**WHAT YOU ARE ASKED TO DO:**
In the passage on worship, the sentence beginning "If those esoteric words" says several times what such a service "is not." List each thing named after "it is not" other than worship itself.

**PROVIDED TEXT:**
[Start of Attachment]
These are worship. It is a child-like thing, a thing totally natural to childhood. Worship should always be largely accessible and comprehensible to children, for while all of our being and personality is involved, the main portion, the large portion, the essential portion, is the province of the child – we must be children to worship. When communal worship is withheld from children, or is largely inaccessible or incomprehensible to them, that means that it has probably ceased to be worship – referring, that is, to inaccessibility to children who have gained the maturity to understand the mediums of communication – largely words, I think – that must be used (I do not mean the vocabulary and attention-span necessary to understand esoteric words and conversations). If those esoteric words and ways of saying things cannot be pared down and made simple enough for a child to understand, it is not worship – it is not the lifting up of the soul to God – it is not receiving of good things from God, and, foremost, of God Himself – it is not offering ourselves to God – it is not acknowledging who God is and that we are His – it is not trusting God. It might have some good in it, but it is not worship. Worship is not intellectual; the intellect has a part in worship, for the whole man does, for the whole man is made by and for God, to know Him and be filled in Him, but it is an accompanying role, not a main role. Those who make it a main role are the prudent and the wise, those from which the Father has hidden the things of the Spirit, the things of the Kingdom, for the heart of worship – the reverent, awed, confident acceptance of the Gift of the Divine, the participation in ultimate Mystery – cannot be entered by the intellect: it can be entered by the child.

When Jesus spoke of those – not necessarily biological children – to whom the Gospel was revealed as children, it was not because He meant nothing by it or something vague and phantasmal. It is because the child can receive and enter the Kingdom, the child can receive the revelation of the Father, while the one who has ceased to be a child cannot receive the Kingdom, or enter it, or know the Father. The adult in the Kingdom of Heaven, the one who is matured or great, is the one who is most a child, who has not neglected the attitude of a child but has grown in it, in whom that attitude has developed into the attitude of the child of God.

God became a baby. God became a human child. He did not become more fully Divine as He grew older, as He grew into adulthood. From His conception in Mary’s womb, He was fully God.
[End of Attachment]
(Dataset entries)
[Start of Attachment]
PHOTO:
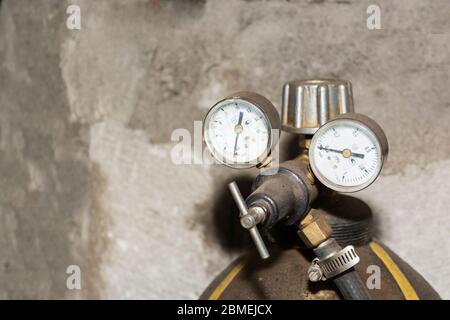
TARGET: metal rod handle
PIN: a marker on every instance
(254, 233)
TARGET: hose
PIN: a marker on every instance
(349, 282)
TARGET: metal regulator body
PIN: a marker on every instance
(333, 255)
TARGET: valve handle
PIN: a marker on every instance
(254, 233)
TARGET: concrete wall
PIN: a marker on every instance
(86, 118)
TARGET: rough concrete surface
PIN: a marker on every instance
(86, 118)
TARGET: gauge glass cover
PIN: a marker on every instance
(345, 155)
(237, 133)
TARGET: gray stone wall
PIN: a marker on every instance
(86, 118)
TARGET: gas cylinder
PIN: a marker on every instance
(321, 243)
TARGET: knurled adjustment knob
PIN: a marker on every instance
(308, 104)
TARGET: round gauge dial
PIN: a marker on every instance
(239, 130)
(347, 153)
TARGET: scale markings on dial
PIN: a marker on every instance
(346, 155)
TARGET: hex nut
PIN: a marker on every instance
(315, 231)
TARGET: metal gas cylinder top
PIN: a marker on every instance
(308, 104)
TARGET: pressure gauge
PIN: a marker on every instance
(241, 130)
(347, 153)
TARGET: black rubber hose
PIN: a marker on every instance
(349, 282)
(351, 286)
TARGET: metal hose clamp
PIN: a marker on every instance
(332, 266)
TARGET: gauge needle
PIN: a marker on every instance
(238, 130)
(351, 154)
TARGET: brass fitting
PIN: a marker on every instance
(314, 229)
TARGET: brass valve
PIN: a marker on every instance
(314, 229)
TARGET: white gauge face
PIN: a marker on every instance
(345, 155)
(238, 133)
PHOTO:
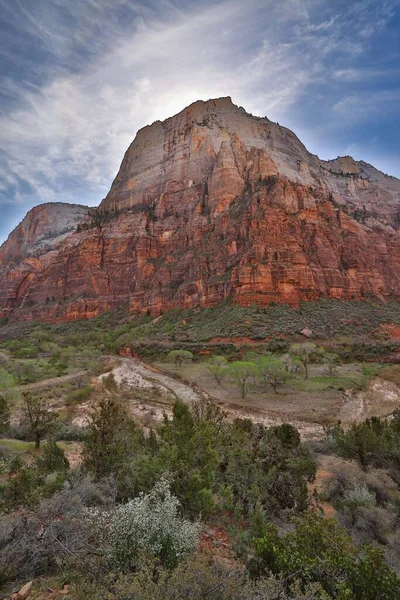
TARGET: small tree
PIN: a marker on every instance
(53, 459)
(303, 352)
(331, 361)
(150, 523)
(272, 371)
(108, 437)
(218, 367)
(4, 415)
(180, 356)
(240, 372)
(38, 416)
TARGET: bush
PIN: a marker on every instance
(320, 551)
(149, 523)
(52, 459)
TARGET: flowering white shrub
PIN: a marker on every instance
(149, 523)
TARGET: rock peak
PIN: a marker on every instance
(212, 203)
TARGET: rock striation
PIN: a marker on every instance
(210, 204)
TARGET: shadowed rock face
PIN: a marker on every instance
(216, 203)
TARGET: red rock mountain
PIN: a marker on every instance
(215, 203)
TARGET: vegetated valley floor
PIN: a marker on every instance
(65, 361)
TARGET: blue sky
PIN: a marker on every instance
(79, 77)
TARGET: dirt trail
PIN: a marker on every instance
(181, 390)
(47, 382)
(134, 374)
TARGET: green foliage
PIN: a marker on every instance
(187, 451)
(272, 371)
(111, 435)
(217, 365)
(265, 466)
(331, 360)
(240, 372)
(150, 523)
(320, 551)
(4, 416)
(37, 417)
(196, 577)
(53, 459)
(304, 353)
(375, 441)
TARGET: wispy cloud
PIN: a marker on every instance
(87, 74)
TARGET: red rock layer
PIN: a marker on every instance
(216, 210)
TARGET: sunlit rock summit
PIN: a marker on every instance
(211, 204)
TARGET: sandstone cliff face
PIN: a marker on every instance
(43, 229)
(215, 203)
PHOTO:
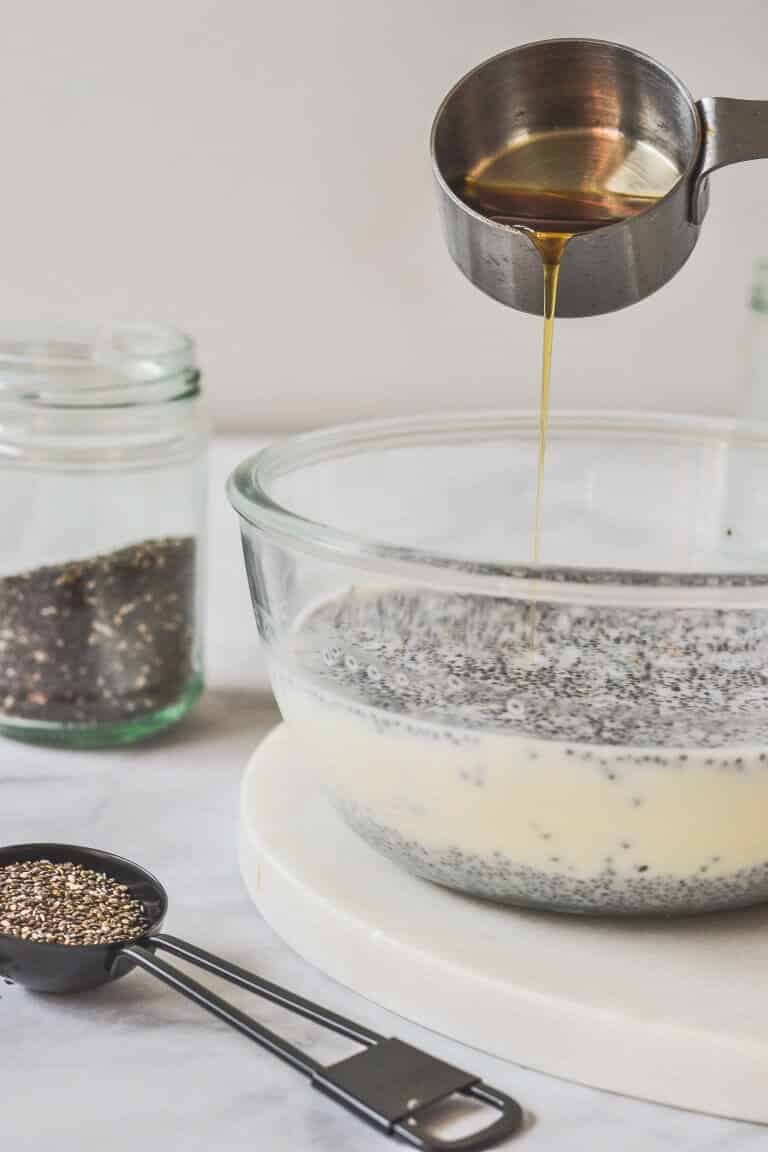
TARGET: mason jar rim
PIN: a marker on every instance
(129, 365)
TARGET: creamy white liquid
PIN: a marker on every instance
(575, 812)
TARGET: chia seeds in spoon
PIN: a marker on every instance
(67, 903)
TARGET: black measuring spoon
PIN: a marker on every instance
(390, 1084)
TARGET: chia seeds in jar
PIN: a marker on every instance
(103, 470)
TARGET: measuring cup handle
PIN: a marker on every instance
(145, 959)
(732, 131)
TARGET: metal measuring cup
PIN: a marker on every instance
(390, 1084)
(555, 85)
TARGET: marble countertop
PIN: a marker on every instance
(134, 1065)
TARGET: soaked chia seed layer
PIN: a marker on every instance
(608, 892)
(643, 677)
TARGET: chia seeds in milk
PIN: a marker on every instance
(99, 641)
(622, 694)
(641, 679)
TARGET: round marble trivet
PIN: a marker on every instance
(668, 1010)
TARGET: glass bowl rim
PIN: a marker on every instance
(248, 490)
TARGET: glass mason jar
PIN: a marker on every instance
(103, 475)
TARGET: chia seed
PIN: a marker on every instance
(626, 676)
(99, 641)
(67, 903)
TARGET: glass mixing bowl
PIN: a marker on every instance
(587, 735)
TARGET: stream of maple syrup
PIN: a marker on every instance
(553, 187)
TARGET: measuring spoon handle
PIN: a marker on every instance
(265, 988)
(389, 1084)
(144, 957)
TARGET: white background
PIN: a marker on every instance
(258, 174)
[End of Attachment]
**FINAL ANSWER:**
- the lifting up of the soul to God
- receiving of good things from God, and, foremost, of God Himself
- offering ourselves to God
- acknowledging who God is and that we are His
- trusting God